Source data →
━━━━━━━━━━━━━━━━━━━━

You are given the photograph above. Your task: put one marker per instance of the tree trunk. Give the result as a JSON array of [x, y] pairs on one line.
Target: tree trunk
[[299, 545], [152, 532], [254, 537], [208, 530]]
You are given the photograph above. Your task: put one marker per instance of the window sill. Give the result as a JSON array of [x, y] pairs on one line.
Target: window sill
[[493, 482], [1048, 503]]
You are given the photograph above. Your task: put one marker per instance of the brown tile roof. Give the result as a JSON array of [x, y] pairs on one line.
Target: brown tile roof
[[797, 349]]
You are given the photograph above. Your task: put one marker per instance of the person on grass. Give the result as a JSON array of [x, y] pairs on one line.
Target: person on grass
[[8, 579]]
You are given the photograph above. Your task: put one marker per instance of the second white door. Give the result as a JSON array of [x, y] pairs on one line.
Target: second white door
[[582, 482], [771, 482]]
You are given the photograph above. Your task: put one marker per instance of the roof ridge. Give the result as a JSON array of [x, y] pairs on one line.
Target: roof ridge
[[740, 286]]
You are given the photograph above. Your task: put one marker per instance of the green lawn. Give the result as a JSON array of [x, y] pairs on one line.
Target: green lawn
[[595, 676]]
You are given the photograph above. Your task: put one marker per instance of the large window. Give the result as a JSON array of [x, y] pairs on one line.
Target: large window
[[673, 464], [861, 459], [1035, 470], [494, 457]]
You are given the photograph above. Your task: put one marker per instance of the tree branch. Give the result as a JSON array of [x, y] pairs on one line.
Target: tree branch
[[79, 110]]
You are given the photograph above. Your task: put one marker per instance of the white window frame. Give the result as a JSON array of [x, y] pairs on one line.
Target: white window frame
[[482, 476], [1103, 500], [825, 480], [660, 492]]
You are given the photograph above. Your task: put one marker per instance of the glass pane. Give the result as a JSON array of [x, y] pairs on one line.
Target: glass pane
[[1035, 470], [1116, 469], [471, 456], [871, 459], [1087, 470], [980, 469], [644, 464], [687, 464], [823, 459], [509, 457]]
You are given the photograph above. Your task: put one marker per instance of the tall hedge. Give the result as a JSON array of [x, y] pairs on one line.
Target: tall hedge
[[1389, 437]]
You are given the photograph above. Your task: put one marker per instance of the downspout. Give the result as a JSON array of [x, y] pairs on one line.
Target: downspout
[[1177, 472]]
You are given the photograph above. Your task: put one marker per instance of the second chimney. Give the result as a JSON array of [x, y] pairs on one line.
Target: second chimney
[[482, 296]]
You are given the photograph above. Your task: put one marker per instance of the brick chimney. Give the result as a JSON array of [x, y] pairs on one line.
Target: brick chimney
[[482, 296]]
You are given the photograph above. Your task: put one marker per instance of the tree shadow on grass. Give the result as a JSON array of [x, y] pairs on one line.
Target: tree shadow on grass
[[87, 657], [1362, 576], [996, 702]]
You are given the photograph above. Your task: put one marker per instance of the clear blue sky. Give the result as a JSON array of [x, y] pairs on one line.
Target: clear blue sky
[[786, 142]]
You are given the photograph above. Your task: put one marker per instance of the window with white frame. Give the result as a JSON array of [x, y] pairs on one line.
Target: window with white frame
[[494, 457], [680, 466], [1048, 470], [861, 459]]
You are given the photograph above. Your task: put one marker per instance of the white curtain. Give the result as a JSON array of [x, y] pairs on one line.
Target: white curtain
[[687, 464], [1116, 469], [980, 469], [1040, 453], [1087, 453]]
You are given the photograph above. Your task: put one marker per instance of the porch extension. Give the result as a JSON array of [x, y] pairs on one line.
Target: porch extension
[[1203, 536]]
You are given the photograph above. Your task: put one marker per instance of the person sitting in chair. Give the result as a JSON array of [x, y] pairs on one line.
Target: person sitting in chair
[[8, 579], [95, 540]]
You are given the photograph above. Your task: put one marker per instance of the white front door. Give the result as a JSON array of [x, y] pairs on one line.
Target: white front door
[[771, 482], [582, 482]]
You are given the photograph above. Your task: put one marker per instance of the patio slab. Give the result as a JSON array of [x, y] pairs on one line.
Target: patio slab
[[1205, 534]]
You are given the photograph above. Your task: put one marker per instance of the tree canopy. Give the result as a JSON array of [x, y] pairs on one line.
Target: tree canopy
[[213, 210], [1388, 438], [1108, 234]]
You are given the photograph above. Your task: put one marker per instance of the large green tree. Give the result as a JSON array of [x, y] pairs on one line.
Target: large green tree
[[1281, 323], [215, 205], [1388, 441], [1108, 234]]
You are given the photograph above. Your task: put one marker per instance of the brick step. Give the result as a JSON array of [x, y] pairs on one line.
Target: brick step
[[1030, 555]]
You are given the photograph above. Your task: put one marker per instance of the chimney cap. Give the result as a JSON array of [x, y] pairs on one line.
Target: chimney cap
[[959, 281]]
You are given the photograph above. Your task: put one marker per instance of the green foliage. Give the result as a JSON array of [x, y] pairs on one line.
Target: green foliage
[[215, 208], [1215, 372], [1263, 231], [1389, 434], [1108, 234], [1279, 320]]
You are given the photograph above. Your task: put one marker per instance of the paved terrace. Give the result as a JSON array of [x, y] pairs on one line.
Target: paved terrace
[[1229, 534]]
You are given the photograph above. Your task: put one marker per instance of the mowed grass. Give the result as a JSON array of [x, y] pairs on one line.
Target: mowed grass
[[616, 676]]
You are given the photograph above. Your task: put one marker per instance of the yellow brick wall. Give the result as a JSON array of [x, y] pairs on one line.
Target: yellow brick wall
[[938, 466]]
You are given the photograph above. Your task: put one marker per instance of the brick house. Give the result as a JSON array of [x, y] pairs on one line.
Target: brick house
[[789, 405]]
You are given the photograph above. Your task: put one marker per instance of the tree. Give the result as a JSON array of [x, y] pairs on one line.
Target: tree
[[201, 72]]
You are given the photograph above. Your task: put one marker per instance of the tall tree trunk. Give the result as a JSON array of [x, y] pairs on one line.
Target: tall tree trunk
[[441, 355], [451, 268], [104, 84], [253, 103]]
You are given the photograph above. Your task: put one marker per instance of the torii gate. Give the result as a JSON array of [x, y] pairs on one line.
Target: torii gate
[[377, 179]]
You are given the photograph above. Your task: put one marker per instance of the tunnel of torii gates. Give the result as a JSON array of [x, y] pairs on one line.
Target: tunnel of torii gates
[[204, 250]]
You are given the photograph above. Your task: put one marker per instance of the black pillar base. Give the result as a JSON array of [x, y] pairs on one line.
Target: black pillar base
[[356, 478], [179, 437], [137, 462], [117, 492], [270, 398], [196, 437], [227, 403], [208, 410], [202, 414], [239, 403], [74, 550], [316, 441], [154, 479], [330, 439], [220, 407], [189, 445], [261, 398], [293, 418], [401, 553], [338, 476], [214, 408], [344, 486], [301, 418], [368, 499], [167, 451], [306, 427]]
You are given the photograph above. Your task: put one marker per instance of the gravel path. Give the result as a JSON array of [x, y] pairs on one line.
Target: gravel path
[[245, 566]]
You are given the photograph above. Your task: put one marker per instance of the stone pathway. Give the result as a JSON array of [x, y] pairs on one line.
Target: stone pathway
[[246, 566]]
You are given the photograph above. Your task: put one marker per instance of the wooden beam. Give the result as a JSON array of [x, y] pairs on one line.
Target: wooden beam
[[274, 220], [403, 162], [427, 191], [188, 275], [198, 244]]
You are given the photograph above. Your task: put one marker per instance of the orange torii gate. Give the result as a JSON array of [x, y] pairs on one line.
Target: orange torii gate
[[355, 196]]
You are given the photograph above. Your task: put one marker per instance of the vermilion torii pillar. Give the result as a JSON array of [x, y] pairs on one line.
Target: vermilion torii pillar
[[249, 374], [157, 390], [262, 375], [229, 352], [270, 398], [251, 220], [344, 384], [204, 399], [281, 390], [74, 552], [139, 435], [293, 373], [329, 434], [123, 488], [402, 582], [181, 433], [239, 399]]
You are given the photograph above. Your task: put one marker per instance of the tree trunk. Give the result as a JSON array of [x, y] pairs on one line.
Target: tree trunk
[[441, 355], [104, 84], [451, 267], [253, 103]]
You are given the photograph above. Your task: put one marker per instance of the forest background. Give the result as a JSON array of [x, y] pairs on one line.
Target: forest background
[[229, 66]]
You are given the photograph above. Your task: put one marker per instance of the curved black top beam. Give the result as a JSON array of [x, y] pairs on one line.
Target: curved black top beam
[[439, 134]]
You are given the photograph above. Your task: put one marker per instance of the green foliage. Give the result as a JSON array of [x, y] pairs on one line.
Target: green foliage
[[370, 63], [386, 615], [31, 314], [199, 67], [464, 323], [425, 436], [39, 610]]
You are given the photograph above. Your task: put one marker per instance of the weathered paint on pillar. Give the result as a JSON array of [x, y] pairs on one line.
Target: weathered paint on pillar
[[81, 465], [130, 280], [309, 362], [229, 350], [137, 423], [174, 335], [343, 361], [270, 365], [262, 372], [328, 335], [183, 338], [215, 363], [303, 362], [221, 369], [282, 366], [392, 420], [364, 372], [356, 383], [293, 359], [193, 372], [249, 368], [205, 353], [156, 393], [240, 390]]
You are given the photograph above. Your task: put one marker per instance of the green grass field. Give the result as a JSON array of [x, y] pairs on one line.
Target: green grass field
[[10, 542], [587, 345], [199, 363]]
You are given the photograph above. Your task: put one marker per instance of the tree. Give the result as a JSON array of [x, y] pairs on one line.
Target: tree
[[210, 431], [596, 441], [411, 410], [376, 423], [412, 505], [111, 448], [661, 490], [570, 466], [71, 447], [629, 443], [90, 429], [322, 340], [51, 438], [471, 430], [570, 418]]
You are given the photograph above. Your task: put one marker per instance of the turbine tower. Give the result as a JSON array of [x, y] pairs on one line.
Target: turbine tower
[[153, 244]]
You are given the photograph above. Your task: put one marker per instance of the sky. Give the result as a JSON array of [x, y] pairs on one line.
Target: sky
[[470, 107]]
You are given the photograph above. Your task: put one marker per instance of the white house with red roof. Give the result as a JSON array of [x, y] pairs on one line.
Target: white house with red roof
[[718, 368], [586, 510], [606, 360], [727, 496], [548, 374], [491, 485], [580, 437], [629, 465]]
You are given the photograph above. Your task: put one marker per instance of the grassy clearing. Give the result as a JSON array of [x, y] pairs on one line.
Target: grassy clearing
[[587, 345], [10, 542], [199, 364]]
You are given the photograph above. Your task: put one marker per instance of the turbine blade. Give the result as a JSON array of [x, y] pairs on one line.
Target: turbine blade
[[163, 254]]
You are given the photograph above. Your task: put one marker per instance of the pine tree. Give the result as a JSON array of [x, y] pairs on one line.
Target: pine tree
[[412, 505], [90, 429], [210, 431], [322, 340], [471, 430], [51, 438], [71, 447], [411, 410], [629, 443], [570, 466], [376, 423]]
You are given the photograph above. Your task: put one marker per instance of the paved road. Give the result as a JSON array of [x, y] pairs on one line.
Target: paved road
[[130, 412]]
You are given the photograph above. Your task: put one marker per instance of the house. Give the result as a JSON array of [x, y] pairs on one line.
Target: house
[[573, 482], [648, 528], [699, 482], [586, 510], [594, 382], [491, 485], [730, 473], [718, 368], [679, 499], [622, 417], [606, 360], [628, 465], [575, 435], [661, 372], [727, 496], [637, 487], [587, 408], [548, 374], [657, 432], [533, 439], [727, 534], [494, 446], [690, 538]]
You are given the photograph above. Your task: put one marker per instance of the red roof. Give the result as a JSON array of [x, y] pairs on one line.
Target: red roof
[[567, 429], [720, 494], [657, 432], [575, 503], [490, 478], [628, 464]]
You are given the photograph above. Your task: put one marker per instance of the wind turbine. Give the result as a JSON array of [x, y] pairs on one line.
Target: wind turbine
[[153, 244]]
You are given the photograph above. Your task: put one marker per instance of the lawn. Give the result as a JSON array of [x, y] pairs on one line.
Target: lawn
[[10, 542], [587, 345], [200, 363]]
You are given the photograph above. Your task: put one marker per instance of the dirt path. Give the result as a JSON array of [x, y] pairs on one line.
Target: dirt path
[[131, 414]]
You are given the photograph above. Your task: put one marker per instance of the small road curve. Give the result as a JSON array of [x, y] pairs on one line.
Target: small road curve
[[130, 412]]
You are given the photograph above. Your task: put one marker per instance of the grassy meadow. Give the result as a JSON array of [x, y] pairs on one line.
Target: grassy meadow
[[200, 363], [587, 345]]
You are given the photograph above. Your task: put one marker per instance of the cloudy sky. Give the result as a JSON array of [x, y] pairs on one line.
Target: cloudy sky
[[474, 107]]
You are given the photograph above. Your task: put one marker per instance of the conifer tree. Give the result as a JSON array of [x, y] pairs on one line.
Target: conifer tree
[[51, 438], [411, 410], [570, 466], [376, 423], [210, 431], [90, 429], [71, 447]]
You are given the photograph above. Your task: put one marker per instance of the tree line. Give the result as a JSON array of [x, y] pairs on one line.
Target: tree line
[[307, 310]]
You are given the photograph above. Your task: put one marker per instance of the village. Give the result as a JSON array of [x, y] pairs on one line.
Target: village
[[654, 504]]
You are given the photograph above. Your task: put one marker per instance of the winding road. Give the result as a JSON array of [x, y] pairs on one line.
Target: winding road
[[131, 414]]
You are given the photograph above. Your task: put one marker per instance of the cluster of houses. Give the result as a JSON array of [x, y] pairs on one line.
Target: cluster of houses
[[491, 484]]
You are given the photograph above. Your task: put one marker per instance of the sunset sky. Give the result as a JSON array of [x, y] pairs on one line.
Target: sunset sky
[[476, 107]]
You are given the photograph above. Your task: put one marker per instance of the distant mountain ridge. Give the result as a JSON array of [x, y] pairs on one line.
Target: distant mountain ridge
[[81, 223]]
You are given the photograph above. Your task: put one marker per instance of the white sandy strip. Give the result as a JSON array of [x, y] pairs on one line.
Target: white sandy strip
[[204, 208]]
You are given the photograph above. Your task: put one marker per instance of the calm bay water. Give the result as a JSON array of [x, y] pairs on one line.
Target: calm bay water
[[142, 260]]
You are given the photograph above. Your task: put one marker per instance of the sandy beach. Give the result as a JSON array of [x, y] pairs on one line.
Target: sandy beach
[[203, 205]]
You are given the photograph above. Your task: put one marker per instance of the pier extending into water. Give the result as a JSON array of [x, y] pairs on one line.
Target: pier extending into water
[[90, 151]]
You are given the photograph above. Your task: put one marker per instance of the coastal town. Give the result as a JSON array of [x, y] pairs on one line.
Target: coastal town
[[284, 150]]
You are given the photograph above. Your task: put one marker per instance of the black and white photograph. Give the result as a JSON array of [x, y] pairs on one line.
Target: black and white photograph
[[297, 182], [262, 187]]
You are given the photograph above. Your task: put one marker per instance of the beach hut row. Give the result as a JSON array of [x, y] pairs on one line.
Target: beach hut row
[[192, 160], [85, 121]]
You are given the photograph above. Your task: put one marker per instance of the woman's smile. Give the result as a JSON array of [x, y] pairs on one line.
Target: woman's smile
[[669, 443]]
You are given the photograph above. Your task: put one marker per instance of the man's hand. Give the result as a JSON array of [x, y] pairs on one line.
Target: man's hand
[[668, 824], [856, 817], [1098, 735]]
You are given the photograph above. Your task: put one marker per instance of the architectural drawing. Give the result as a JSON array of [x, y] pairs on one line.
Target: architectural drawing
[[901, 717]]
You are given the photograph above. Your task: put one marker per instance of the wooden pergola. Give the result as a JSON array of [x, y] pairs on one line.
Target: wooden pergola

━━━━━━━━━━━━━━━━━━━━

What is being asked → Rewrite the lines of the source data between the line containing "of the sandy" and the line containing "[[90, 151]]", inclusive, renaming "pier" to "jetty" and leaving everything else unchanged.

Output for this task →
You are given the photograph above. Your task: put one marker per instance of the sandy beach. Give the result as a JSON array of [x, y] pairs on one line.
Target: sandy beach
[[203, 205]]
You are given the photograph above. Your task: put one marker per instance of the jetty extending into water. Give the result as a JSON array of [x, y] pairs on one line.
Target: jetty extending into water
[[90, 151]]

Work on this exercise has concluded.